# Problem details
Repeat the data exactly, every last line of it.

Dataset entries
═══

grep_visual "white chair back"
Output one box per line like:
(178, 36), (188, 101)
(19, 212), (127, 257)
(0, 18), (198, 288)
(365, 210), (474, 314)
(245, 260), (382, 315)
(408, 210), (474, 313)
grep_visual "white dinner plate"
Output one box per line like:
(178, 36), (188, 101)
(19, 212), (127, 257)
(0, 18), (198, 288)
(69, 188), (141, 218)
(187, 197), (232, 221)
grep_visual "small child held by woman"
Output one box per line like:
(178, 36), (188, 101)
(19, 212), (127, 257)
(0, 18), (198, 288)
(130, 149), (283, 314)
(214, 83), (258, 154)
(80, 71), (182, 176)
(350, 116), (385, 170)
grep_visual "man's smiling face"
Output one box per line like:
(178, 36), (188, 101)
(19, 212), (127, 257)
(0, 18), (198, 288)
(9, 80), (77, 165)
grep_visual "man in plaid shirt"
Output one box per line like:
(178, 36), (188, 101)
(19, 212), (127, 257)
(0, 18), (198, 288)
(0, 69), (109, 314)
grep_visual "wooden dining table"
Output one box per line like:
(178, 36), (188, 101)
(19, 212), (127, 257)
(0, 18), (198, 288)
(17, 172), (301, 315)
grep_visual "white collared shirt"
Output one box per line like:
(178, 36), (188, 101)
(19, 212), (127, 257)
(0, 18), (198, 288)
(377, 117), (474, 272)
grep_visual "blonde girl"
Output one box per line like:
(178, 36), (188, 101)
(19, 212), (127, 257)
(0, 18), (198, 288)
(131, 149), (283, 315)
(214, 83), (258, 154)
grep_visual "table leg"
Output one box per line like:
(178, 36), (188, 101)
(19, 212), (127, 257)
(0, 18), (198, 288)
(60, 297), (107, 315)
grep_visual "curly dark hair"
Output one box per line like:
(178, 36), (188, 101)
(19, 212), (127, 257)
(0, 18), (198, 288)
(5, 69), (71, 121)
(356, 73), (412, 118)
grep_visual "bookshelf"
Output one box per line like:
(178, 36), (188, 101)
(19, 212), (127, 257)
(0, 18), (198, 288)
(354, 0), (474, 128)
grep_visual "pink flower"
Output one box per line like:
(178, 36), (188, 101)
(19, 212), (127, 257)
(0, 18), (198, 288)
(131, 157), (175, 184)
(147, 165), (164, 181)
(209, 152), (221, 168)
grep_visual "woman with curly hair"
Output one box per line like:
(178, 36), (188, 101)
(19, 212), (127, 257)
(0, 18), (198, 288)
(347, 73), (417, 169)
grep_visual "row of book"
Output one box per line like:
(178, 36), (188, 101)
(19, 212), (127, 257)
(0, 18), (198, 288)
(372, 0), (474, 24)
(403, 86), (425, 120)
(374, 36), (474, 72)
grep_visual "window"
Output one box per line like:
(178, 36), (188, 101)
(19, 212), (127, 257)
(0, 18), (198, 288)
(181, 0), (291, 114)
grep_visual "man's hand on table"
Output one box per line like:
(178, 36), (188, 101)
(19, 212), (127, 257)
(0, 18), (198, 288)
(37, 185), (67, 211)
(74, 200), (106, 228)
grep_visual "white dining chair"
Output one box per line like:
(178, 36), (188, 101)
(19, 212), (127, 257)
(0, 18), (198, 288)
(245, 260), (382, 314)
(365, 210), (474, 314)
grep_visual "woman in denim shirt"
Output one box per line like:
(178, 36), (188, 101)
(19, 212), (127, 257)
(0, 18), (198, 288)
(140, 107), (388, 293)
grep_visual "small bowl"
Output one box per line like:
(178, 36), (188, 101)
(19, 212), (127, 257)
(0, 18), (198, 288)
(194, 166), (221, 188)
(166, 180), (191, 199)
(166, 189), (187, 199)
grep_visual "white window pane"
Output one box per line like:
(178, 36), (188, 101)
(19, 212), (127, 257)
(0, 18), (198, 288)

═══

# Response to this exercise
grep_visual "white chair back"
Output one box per line like:
(178, 36), (188, 101)
(19, 212), (127, 257)
(0, 18), (198, 288)
(365, 210), (474, 314)
(245, 260), (382, 315)
(408, 210), (474, 313)
grep_visual "white dinner plate"
Output one box per line like:
(178, 36), (188, 101)
(19, 212), (127, 257)
(0, 18), (198, 288)
(69, 188), (141, 218)
(187, 197), (232, 221)
grep_visual "small child held by woman"
Output one box per line like:
(178, 36), (188, 101)
(19, 212), (127, 257)
(0, 18), (198, 288)
(130, 149), (283, 314)
(214, 83), (258, 154)
(80, 71), (182, 176)
(350, 116), (385, 170)
grep_visual "man's smiling face"
Output one box per line like:
(178, 36), (188, 101)
(19, 212), (127, 257)
(0, 18), (198, 288)
(9, 80), (77, 165)
grep_visual "man in plaid shirt"
Output one box per line like:
(178, 36), (188, 101)
(19, 212), (127, 257)
(0, 18), (198, 288)
(0, 69), (109, 314)
grep_visual "wooden dining table"
Output one box per line like:
(178, 36), (188, 101)
(19, 212), (127, 257)
(0, 18), (198, 288)
(17, 172), (301, 315)
grep_visual "white collared shirt"
Output one box per line like:
(178, 36), (188, 101)
(19, 212), (127, 257)
(0, 18), (198, 288)
(377, 117), (474, 272)
grep_visual "blonde girl"
Output one box per line like:
(178, 36), (188, 101)
(19, 212), (127, 257)
(0, 18), (198, 288)
(131, 149), (283, 315)
(214, 83), (258, 154)
grep_visual "table leg"
Output one box per line like:
(178, 36), (188, 101)
(19, 212), (127, 257)
(0, 18), (198, 288)
(60, 297), (107, 315)
grep_visual "curly dark hair"
Output one box per line like:
(178, 36), (188, 101)
(19, 212), (127, 257)
(0, 18), (198, 288)
(5, 69), (71, 121)
(356, 73), (412, 118)
grep_visual "bookshelf"
Output one box per line like:
(178, 36), (188, 101)
(19, 212), (127, 257)
(0, 18), (198, 288)
(354, 0), (474, 128)
grep_visual "pink flower"
Output one box per line like:
(178, 36), (188, 101)
(19, 212), (127, 257)
(0, 18), (198, 288)
(131, 157), (175, 184)
(147, 165), (164, 181)
(209, 152), (221, 168)
grep_visual "woman with curly hair"
Output one box per line like:
(178, 36), (188, 101)
(19, 212), (127, 257)
(0, 18), (198, 288)
(347, 73), (417, 169)
grep_visual "row of book"
Output one box per line like:
(178, 36), (188, 101)
(19, 212), (127, 257)
(0, 18), (198, 288)
(372, 0), (474, 24)
(403, 86), (425, 120)
(374, 36), (474, 72)
grep_visual "window"
Output one box per line like:
(178, 36), (188, 101)
(19, 212), (127, 257)
(0, 18), (198, 288)
(181, 0), (291, 114)
grep_visual "man's hand on table"
Output one box per line like:
(178, 36), (188, 101)
(19, 212), (127, 257)
(0, 18), (198, 288)
(37, 185), (67, 211)
(74, 200), (106, 228)
grep_visual "white dining chair"
Output one box per line like:
(178, 36), (188, 101)
(19, 212), (127, 257)
(0, 18), (198, 288)
(245, 260), (382, 314)
(365, 210), (474, 314)
grep_visual "woman in denim shirt"
Output one box per line like:
(178, 36), (188, 101)
(19, 212), (127, 257)
(0, 18), (198, 288)
(140, 107), (388, 293)
grep_visual "small bowl"
Output one box per line like:
(178, 36), (188, 101)
(19, 212), (127, 257)
(0, 18), (198, 288)
(194, 166), (221, 188)
(166, 180), (191, 199)
(166, 189), (187, 199)
grep_visual "white window pane"
Output one box per line like:
(178, 36), (188, 101)
(19, 212), (127, 257)
(0, 18), (198, 288)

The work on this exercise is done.